It all started when Laura and her friends, who had been volunteering in the community through a local organization, decided to create a group of teen volunteers that encompassed all the local middle schools and high schools. At first, the group created projects for itself, but as time passed and word spread, community organizations began to look to the ManaTEENs to help. Where once organizations were suspect of teen volunteers, they came to embrace the hard work and dedication of the ManaTEENs.

From this initial decision came many new and original ideas. "Carousel Kids," for instance, connects qualified teen babysitters with families in need, while "Weekend Dads" encourages non-custodial parents and their children to volunteer together on weekends. These programs and others helped raised ManaTEENs' profile in local circles, and the new Junior ManaTEENs, which pairs third through fifth graders with current ManaTEEN members, helps keep the organization fresh and innovative.

Of all the programs run by the ManaTEENs, it is the group's work with senior citizens that has raised its national profile.

"I established Home Safety for Seniors in the summer of 1999," said Lockwood. "I was delivering emergency meal kits to elderly residents when I noticed the deplorable conditions in which many of them lived."

As Lockwood spoke with the elderly people to whom she delivered supplies, she realized that many were former winter visitors to Florida who had come to spend many years in Florida without much family or support. Often, after the passing of a husband or wife, the surviving spouse would to stay in Florida year-round because they could no longer financially or physically maintain a home in the North and another in Florida. Unfortunately, the "vacation" homes in Florida were usually mobile homes, beach cottages or houses in general disrepair.

Thanks to the support of her peers in implementing the Home Safety program, and corporate support to initially fund the effort, Laura began to train youth and family volunteers in Aging Sensitivity (to better understand challenges faced by our aging population) and seek referrals from senior service organizations.

She scheduled appointments with seniors for groups of teens to visit them in their homes, assessing safety needs and allocating up to $50 in safety products per home to make their living environments safer. Three years later, more than 2,300 ManaTEENs have been trained and have participated in the project, serving 3,987 local seniors with more than $200,000 in items such as smoke alarms, fire extinguishers, anti-slip rug mats, levered door handles, weather radios, bathtub seats and more.

The Home Safety for Seniors program picked up momentum and soon spread far beyond Manatee County. In 2001-02, the program was replicated in six cities across the country, including Las Vegas, Los Angeles, Phoenix, Shreveport, Baton Rouge and Ft. Lauderdale. Start-up funding was provided via corporate sponsorship and Lockwood visited each city to train youth leaders. A team of ManaTEEN leaders also assisted Lockwood with technical support and grant research for the replication sites.

Expansion to new and uncharted territories wasn't exactly easy, as the needs of the elderly in West Central Florida differ from those in Las Vegas.

(Object point labels)

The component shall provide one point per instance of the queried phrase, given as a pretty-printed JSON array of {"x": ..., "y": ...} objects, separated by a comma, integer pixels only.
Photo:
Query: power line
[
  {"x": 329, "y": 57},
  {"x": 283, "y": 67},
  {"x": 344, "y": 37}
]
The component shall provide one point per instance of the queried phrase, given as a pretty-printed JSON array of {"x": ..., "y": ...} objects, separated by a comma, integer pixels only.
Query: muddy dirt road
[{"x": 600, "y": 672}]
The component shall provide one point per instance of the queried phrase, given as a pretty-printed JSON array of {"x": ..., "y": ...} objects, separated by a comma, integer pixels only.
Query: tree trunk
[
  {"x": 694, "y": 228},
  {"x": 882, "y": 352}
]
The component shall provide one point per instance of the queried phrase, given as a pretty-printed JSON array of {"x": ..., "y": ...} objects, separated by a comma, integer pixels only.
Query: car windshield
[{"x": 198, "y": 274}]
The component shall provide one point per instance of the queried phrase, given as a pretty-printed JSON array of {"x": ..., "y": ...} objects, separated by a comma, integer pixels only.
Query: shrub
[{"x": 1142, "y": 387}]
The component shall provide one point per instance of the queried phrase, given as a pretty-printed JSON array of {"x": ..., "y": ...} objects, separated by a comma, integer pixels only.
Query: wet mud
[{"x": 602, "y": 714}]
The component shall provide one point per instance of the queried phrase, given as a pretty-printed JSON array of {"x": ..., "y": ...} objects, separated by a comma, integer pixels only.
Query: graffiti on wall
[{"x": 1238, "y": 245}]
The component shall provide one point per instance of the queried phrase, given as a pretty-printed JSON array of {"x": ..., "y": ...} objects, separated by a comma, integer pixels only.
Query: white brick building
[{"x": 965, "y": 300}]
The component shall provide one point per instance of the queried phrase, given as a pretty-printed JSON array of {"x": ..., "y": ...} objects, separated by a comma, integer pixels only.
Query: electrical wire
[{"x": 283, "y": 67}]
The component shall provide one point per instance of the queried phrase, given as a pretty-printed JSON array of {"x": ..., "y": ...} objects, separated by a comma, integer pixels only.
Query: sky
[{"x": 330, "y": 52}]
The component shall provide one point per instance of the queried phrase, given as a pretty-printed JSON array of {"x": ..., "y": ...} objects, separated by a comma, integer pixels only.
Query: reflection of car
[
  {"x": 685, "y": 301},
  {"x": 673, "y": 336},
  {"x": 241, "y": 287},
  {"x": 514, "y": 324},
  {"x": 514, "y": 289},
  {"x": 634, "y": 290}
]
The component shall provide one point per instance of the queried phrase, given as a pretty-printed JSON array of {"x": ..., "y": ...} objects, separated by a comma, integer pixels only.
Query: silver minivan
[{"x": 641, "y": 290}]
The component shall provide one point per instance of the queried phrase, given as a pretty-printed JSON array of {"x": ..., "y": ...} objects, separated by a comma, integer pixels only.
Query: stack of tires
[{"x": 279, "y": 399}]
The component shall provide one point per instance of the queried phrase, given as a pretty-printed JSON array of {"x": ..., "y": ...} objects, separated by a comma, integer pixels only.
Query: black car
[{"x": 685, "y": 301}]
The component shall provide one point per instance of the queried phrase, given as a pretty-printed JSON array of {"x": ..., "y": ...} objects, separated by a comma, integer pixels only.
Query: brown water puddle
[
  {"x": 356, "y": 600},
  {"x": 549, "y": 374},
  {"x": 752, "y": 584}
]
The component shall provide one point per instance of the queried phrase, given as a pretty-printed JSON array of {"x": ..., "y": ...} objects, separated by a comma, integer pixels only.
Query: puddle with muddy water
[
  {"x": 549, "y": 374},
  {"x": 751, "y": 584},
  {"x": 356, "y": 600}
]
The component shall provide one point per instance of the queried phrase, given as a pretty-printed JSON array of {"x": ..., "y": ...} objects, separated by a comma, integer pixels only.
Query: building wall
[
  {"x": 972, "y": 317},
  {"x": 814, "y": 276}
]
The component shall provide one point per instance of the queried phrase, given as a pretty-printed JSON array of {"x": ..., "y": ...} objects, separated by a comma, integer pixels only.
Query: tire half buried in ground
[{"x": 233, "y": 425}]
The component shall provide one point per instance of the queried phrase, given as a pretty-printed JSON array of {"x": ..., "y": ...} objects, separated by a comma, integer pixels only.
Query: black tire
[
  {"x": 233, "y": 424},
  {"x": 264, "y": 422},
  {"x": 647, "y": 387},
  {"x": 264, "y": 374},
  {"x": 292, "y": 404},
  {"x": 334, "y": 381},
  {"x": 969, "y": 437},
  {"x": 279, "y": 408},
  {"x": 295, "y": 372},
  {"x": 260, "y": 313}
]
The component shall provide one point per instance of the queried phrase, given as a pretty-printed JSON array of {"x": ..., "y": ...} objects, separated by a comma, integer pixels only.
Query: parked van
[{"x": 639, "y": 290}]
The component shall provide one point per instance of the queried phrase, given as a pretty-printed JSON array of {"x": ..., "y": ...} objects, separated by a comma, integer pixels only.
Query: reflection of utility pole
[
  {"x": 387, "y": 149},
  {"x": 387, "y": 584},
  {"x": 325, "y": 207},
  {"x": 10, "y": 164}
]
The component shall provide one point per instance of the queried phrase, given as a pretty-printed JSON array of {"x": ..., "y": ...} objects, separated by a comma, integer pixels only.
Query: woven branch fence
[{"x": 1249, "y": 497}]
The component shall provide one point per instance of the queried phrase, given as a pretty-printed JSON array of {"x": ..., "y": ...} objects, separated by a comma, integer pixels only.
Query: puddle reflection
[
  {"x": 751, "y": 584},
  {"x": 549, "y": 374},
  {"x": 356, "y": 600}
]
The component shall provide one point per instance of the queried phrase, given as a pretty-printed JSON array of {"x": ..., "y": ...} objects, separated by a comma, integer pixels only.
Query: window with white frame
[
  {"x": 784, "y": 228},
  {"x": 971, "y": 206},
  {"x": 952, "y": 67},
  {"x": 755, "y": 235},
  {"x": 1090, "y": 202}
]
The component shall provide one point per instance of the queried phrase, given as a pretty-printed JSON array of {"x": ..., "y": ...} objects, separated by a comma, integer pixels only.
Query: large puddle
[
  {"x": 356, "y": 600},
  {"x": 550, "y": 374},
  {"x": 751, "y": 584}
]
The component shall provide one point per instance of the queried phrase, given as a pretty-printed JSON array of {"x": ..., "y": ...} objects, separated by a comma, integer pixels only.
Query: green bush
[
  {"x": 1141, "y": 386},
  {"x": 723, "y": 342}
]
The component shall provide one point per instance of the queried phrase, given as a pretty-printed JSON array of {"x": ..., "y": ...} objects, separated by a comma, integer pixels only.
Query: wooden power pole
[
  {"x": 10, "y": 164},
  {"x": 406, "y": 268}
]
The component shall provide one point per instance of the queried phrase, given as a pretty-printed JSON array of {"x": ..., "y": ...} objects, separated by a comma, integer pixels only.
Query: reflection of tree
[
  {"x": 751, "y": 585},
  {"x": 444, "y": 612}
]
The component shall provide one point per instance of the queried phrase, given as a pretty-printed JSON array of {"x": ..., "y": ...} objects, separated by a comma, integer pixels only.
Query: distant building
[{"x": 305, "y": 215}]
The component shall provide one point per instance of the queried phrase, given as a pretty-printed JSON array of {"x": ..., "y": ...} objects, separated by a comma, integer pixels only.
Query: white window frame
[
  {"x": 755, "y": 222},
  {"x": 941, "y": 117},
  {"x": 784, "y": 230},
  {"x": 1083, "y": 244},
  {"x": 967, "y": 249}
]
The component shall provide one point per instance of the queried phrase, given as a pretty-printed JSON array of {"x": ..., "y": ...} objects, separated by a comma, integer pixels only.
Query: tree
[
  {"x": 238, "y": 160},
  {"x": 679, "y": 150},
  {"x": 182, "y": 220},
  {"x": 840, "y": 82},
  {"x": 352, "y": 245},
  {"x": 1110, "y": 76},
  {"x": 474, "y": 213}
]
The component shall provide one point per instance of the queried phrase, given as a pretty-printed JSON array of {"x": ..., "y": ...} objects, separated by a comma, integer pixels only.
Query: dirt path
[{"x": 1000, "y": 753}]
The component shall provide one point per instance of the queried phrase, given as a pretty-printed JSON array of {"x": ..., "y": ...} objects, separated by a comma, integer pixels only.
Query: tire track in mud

● Exercise objective: Duplicate the ManaTEENs text word for word, from "From this initial" to "its national profile.".

● Exercise answer:
From this initial decision came many new and original ideas. "Carousel Kids," for instance, connects qualified teen babysitters with families in need, while "Weekend Dads" encourages non-custodial parents and their children to volunteer together on weekends. These programs and others helped raised ManaTEENs' profile in local circles, and the new Junior ManaTEENs, which pairs third through fifth graders with current ManaTEEN members, helps keep the organization fresh and innovative.

Of all the programs run by the ManaTEENs, it is the group's work with senior citizens that has raised its national profile.